• **PROBLEM TO SOLVE**:
Word for word, set down the records and skip each picture.

• **DATA SHOWN**:
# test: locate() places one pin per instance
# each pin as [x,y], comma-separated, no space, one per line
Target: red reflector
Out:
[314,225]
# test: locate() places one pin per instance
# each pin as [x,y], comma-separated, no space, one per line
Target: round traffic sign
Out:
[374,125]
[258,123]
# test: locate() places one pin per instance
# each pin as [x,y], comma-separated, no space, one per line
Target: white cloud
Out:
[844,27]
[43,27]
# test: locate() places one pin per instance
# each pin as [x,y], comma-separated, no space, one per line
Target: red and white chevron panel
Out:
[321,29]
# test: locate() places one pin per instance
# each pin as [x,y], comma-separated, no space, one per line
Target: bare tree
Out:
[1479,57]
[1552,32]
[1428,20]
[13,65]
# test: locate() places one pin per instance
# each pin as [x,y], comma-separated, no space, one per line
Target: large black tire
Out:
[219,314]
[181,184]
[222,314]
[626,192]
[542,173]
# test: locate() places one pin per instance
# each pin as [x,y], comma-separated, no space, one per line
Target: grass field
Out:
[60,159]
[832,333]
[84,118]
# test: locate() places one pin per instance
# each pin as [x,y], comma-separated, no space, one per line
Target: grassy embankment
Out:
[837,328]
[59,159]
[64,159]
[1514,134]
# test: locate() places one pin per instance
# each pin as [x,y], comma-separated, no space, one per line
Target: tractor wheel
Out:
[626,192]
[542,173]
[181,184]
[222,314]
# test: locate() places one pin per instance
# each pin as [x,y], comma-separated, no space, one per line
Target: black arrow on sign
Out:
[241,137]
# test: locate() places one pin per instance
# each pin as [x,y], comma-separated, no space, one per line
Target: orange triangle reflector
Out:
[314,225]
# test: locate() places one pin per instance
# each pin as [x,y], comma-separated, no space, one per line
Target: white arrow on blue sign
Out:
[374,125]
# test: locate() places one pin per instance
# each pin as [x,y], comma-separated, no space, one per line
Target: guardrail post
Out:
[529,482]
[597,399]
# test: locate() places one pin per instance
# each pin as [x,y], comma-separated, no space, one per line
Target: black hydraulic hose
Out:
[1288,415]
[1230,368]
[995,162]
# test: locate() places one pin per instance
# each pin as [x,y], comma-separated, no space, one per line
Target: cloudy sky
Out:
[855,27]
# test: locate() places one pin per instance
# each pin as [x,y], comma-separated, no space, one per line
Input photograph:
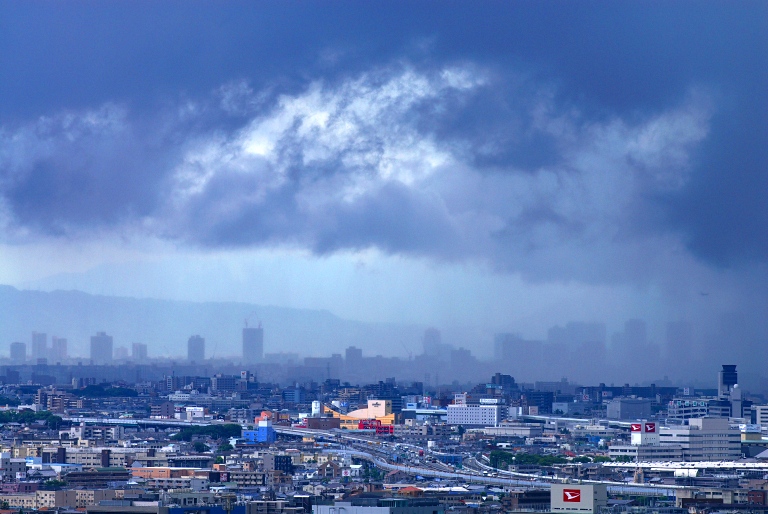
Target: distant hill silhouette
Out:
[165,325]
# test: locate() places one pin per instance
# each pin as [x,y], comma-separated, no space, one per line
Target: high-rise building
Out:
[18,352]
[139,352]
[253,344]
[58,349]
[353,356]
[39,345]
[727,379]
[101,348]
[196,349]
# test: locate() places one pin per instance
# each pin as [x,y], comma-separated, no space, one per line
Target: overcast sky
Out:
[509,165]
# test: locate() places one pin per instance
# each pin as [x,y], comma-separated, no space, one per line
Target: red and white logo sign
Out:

• **TASK OUTPUT**:
# test: locate() places one pin per instance
# each pin as [x,y], comma-separated, no space, one per line
Target: red reflector
Out:
[314,225]
# test: locate() places one pin per instance
# each pin as [x,y], comma-separated, no space, one per line
Target: round traffic sign
Out:
[374,125]
[258,123]
# test: locate() places one pin per instance
# each pin as [x,y], comma-separated, no space, one per line
Target: white cloud
Out:
[844,27]
[43,27]
# test: locate() places one pin per instance
# each pin as [x,y], comma-separated, no space, one per line
Target: red and white chevron panel
Out:
[321,29]
# test: locate() places one pin per instance
# each pin as [x,y], comma-separated, no space, one per line
Target: bare tree
Out:
[1479,57]
[1552,32]
[1428,20]
[13,65]
# test: locate() places one pin per instance
# each pin as [x,y], comma-separated, no space, one per line
Target: large black tire
Out:
[219,314]
[181,184]
[222,314]
[626,192]
[542,173]
# test: locate() places one pin per instance
# each pin as [x,y], comma-separated, no space, one per line
Target: grass field
Out:
[60,159]
[832,333]
[84,118]
# test: locate() places one pin per instance
# each pin as [x,y], comma-separated, no space, one per line
Target: grassy embankment
Out:
[837,328]
[59,159]
[64,159]
[1514,134]
# test: locate() places one pin per instance
# each pin as [x,y], comma-separated, no space, one per line
Target: tractor wheel
Out:
[626,192]
[542,173]
[181,184]
[222,314]
# test: locate() places one pin per instance
# each pin as [x,y], comma-separated, no space, one per line
Target: black arrow on sign
Out:
[241,137]
# test: locate() places one pin per instance
# each pin as [x,y], comma-separated, no space, one per line
Target: orange triangle reflector
Out:
[314,225]
# test: locate() places one pin per instance
# each pin as [x,y], comma-separated, no space, one per line
Target: white arrow on blue sign
Out:
[374,125]
# test: locate() places one pin per instance
# each pin as [x,y], comma-separated, no space, one per line
Target: guardrail post
Out:
[529,482]
[597,399]
# test: locate() places one pin per instance
# each pin as [x,y], comma-separated, no space, one per line
Target: black hydraulic hose
Out:
[1288,415]
[1230,368]
[995,162]
# test: locate() places one pin per instance
# each pin as [x,y], comma-separated, no space, one per line
Target: cloudy sky
Out:
[855,27]
# test: locate() places one pin per instance
# each pin as [x,y], comma-separated, no space, one per line
Input photograph:
Target: distant hill silhouette
Out:
[165,325]
# test: locate() places one pin per instance
# each pin as [x,y], comma-separated, no space, one per line
Target: high-rise building
Out:
[18,352]
[139,352]
[253,344]
[58,349]
[353,356]
[39,345]
[727,379]
[101,348]
[196,349]
# test: locate() places one pin per instance
# each pin as [x,y], comma-separated, no space, one per line
Target: overcast sky
Out:
[509,165]
# test: locate() places one pin per instance
# each pin as [x,y], comma-separated, no space, one per line
Target: red and white logo sign
Out:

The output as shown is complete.